* _Отрывок текста_
В марте де ла Рю прибыли в Рим и сеансы гипноза возобновились. Терпение Кэтрин, оказывается, было небезгранично: сообщив мужу о беременности, она устроила сцену, и он уступил – извинились перед де ла Рю и уехали путешествовать дальше. Неаполь: всюду грязь, нищие в лохмотьях, лаццарони – «убогие, униженные, несчастные животные, покрытые насекомыми; огородные пугала, ленивые, трусливые, безобразные, роющиеся в мусоре!». Никакой романтики Диккенс во всем этом видеть не желал: «Позвольте нам… искать новую романтику в признании за человеком прав на будущее, в уважении к его способностям – а на это, кажется, больше шансов во льдах Северного полюса, чем в солнечном и цветущем Неаполе». Венеция: «…Зная, что здесь есть музей с комнатой, наполненной такими страшными орудиями пытки, какие мог измыслить только дьявол, сотни попугаев устно и в печати целыми часами поносят времена, когда в Венеции строится железная дорога через пролив. Они поносят наше время, безмозглые болтуны, вместо того чтобы на коленях благодарить небеса за то, что живут в эпоху, когда из железа делают дороги, а не тюремные решетки и не приспособления, чтобы загонять винты в череп ни в чем не повинного человека».

* _Выбранные записи_
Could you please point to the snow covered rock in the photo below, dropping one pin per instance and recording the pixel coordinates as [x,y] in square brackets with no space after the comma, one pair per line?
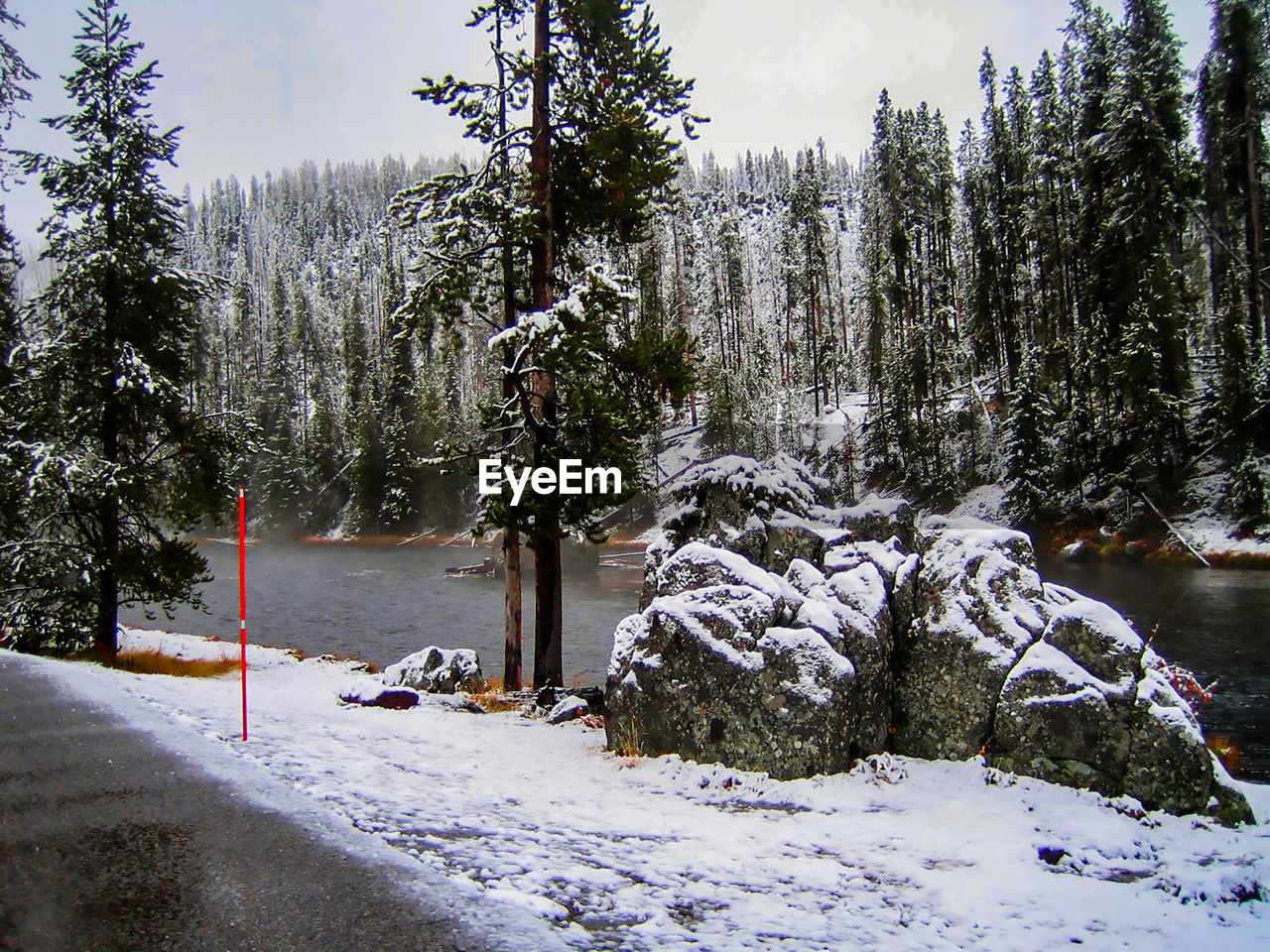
[371,694]
[851,611]
[934,639]
[437,670]
[568,708]
[879,518]
[1098,639]
[1169,766]
[1062,724]
[708,675]
[976,599]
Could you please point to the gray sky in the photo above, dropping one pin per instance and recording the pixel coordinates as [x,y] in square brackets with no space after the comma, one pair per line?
[264,84]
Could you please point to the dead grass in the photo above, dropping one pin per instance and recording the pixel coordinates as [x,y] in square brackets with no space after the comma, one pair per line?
[155,661]
[492,697]
[494,703]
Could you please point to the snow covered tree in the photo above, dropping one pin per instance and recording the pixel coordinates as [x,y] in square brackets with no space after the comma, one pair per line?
[13,76]
[1029,444]
[114,458]
[592,154]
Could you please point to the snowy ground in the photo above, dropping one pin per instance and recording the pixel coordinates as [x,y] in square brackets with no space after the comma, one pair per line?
[659,853]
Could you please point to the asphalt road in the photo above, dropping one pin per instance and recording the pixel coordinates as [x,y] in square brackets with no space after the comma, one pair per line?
[112,843]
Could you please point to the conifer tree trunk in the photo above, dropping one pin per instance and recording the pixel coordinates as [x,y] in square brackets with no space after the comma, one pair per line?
[513,629]
[548,657]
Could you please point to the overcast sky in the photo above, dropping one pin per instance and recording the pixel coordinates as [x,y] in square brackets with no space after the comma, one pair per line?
[264,84]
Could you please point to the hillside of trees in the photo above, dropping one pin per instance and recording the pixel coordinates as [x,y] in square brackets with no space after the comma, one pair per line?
[1069,296]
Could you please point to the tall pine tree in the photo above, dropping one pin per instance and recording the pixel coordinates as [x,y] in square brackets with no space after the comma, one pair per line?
[116,461]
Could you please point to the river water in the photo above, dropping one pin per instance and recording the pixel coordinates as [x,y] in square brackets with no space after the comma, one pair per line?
[381,603]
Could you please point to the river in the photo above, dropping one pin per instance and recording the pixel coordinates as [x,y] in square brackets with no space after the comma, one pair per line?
[380,603]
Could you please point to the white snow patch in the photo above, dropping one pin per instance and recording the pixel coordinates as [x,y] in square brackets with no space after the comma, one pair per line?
[663,855]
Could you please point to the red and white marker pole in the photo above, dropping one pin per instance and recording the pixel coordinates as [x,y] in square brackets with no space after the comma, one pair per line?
[243,595]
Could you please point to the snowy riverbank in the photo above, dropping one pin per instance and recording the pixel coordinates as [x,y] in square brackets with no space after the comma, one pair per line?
[658,853]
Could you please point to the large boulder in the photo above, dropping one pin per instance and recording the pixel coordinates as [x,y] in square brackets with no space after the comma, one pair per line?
[1169,767]
[976,601]
[437,670]
[1062,724]
[708,675]
[784,636]
[851,611]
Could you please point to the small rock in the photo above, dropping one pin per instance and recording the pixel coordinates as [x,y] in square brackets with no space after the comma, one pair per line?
[437,670]
[1079,551]
[456,702]
[568,708]
[375,696]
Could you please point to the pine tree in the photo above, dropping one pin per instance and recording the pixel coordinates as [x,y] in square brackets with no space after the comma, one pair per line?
[116,460]
[598,91]
[1029,444]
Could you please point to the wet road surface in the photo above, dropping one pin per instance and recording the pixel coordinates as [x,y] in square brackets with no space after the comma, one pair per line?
[111,843]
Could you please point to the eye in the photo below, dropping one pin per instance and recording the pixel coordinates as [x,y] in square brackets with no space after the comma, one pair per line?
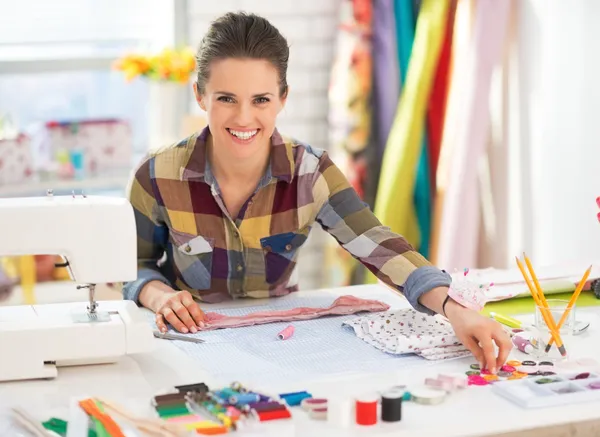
[225,99]
[261,100]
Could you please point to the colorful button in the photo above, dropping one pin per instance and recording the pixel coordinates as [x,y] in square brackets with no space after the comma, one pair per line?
[490,377]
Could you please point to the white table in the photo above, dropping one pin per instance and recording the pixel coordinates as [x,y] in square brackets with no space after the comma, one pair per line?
[475,411]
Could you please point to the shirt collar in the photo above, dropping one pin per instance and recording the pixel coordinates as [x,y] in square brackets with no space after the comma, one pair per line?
[281,165]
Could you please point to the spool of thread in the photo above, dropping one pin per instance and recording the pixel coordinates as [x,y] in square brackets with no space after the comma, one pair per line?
[294,399]
[318,413]
[366,410]
[243,399]
[309,404]
[264,406]
[286,333]
[264,416]
[391,406]
[339,411]
[227,393]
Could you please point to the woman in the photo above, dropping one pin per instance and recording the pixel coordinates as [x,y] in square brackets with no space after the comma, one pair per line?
[224,213]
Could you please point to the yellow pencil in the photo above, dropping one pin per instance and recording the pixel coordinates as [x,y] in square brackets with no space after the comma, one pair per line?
[574,298]
[543,309]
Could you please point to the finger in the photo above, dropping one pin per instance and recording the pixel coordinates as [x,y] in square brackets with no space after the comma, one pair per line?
[477,352]
[174,320]
[160,323]
[194,310]
[489,353]
[502,340]
[184,316]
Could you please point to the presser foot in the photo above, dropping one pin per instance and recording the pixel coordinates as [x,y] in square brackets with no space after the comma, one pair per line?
[92,314]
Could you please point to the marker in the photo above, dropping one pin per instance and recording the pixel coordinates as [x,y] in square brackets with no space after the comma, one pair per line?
[507,321]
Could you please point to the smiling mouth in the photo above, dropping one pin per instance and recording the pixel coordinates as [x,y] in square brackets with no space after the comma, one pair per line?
[243,135]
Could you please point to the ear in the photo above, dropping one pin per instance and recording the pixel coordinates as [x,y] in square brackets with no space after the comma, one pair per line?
[283,98]
[199,97]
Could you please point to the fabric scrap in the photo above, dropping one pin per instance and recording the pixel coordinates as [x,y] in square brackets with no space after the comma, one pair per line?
[344,305]
[407,331]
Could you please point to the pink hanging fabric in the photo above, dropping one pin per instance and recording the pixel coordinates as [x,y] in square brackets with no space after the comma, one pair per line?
[344,305]
[459,227]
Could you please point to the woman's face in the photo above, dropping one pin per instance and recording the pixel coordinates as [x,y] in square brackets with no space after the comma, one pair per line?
[242,101]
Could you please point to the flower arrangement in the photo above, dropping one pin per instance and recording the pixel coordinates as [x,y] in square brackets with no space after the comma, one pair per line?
[169,65]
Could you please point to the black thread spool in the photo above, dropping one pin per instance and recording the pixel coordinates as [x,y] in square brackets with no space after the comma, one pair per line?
[391,406]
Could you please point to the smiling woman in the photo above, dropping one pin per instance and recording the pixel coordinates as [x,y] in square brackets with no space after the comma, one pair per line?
[224,213]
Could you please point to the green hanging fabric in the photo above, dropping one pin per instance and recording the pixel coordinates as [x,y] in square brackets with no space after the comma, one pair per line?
[420,212]
[397,182]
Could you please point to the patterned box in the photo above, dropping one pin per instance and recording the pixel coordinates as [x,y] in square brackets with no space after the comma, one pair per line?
[107,144]
[16,164]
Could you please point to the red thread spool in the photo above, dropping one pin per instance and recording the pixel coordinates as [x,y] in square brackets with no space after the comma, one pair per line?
[366,410]
[286,333]
[263,416]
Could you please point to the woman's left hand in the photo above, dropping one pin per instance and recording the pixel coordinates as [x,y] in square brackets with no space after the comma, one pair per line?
[478,334]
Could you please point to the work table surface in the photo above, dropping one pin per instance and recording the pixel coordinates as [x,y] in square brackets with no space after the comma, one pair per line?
[475,411]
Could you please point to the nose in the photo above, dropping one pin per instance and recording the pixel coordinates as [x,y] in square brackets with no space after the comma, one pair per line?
[244,114]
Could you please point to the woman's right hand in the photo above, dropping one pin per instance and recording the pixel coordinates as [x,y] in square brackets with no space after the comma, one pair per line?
[181,311]
[177,308]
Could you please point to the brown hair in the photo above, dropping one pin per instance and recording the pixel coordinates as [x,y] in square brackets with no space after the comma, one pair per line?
[242,35]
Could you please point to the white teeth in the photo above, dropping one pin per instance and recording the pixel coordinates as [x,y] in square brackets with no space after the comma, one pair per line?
[243,135]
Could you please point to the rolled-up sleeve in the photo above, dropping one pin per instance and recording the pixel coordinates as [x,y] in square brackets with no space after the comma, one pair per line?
[389,256]
[152,233]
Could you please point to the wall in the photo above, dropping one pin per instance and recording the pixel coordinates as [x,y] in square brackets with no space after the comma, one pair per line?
[556,132]
[310,28]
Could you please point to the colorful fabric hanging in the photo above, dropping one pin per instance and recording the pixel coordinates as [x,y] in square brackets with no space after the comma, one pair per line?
[437,101]
[459,226]
[350,113]
[462,31]
[405,34]
[399,167]
[386,85]
[409,10]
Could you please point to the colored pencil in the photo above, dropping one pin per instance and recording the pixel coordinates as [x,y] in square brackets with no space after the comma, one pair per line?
[572,302]
[543,309]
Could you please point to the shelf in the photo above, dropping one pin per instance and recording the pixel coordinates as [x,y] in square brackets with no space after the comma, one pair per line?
[118,181]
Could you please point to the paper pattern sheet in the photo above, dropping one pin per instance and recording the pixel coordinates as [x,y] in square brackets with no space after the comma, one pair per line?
[319,348]
[509,283]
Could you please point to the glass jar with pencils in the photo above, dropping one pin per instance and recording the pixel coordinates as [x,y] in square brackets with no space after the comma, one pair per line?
[555,327]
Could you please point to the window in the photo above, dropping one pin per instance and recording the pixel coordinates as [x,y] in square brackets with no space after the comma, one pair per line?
[56,56]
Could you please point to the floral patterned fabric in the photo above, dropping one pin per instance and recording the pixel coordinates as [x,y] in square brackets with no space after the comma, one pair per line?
[408,331]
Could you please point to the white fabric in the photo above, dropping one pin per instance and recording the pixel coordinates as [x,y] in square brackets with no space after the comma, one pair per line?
[407,331]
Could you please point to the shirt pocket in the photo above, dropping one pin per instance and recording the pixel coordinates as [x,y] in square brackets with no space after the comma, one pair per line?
[280,252]
[193,256]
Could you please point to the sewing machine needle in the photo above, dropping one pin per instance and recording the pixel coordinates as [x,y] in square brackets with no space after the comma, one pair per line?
[182,337]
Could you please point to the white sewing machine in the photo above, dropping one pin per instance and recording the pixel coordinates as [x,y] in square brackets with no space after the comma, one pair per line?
[96,236]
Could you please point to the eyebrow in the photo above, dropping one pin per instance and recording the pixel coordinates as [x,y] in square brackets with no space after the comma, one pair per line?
[228,94]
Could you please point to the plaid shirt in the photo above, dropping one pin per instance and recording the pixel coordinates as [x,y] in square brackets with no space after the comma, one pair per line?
[187,239]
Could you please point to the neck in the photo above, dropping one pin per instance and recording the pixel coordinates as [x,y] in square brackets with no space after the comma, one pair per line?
[232,170]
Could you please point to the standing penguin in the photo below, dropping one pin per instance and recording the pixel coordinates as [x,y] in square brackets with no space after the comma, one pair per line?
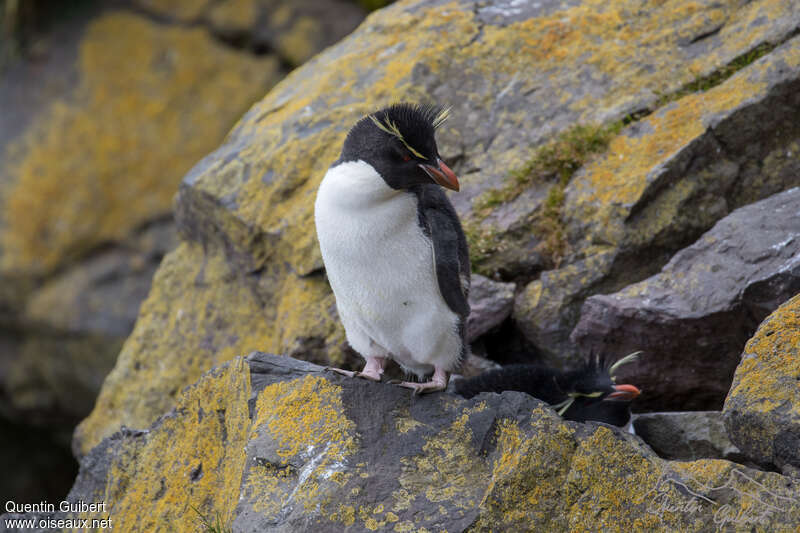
[393,247]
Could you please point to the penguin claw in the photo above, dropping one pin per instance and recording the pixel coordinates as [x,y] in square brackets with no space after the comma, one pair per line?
[355,374]
[348,373]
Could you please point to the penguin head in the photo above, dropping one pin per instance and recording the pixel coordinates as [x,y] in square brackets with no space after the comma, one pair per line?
[399,143]
[593,394]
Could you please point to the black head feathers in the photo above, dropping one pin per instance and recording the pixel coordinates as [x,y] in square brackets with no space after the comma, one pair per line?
[586,393]
[399,142]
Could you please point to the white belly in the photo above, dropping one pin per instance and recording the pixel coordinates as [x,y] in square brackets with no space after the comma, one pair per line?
[381,269]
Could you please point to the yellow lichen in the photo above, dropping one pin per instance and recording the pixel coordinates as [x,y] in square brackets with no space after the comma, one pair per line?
[193,459]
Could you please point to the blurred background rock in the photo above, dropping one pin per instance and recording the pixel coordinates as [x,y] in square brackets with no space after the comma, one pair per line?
[104,106]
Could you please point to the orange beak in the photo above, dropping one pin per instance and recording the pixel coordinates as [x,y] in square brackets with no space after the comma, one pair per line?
[624,392]
[442,175]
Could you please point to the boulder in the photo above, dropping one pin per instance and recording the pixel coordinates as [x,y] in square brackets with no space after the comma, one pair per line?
[89,163]
[516,76]
[762,410]
[662,182]
[274,444]
[693,318]
[686,435]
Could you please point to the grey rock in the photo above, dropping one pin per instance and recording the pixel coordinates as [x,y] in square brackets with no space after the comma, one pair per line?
[326,453]
[490,303]
[693,319]
[687,435]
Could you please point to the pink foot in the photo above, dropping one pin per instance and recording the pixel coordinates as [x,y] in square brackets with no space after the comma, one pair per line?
[372,371]
[438,382]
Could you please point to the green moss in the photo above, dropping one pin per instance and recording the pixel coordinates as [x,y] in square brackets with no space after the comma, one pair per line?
[710,81]
[557,161]
[554,162]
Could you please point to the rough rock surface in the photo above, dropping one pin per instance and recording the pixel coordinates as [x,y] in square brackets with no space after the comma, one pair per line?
[275,444]
[762,410]
[113,104]
[665,180]
[89,163]
[516,75]
[490,304]
[686,435]
[293,30]
[693,318]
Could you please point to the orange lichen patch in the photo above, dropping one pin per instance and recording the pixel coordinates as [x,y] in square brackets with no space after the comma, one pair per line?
[193,458]
[306,420]
[525,487]
[107,158]
[184,328]
[609,478]
[767,377]
[448,469]
[306,413]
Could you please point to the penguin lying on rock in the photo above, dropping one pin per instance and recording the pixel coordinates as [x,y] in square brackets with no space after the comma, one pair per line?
[394,251]
[587,393]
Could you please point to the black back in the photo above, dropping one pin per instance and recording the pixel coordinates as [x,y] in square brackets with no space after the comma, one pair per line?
[396,157]
[555,388]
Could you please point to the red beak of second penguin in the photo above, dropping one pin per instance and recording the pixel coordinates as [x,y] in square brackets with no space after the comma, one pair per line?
[442,175]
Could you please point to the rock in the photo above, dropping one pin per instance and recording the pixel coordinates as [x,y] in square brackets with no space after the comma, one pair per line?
[293,29]
[90,159]
[510,72]
[662,182]
[762,410]
[693,318]
[686,436]
[490,304]
[89,163]
[273,444]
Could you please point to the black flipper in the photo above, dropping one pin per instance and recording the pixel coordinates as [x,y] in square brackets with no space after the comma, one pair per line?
[440,222]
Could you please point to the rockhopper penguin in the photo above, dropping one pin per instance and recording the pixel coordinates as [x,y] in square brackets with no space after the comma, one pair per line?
[587,393]
[394,251]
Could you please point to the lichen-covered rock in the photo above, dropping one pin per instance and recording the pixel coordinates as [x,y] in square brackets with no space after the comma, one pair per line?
[762,410]
[686,435]
[106,157]
[294,29]
[510,72]
[89,163]
[663,181]
[693,318]
[284,446]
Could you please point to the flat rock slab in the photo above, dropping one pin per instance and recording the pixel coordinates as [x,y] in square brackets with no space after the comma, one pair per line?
[686,435]
[693,319]
[268,443]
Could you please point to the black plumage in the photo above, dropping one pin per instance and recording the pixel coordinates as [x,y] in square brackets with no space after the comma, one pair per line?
[393,247]
[586,393]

* _Задание_
Ответьте на вопросы по отрывку о Диккенсе, каждый ответ с новой строки.
1. В каком месяце де ла Рю прибыли в Рим?
2. О чем Кэтрин сообщила мужу перед тем, как устроить сцену?
3. Что, по словам Диккенса, строится в Венеции через пролив?

* _Ответ_
1. В марте.
2. О беременности.
3. Железная дорога.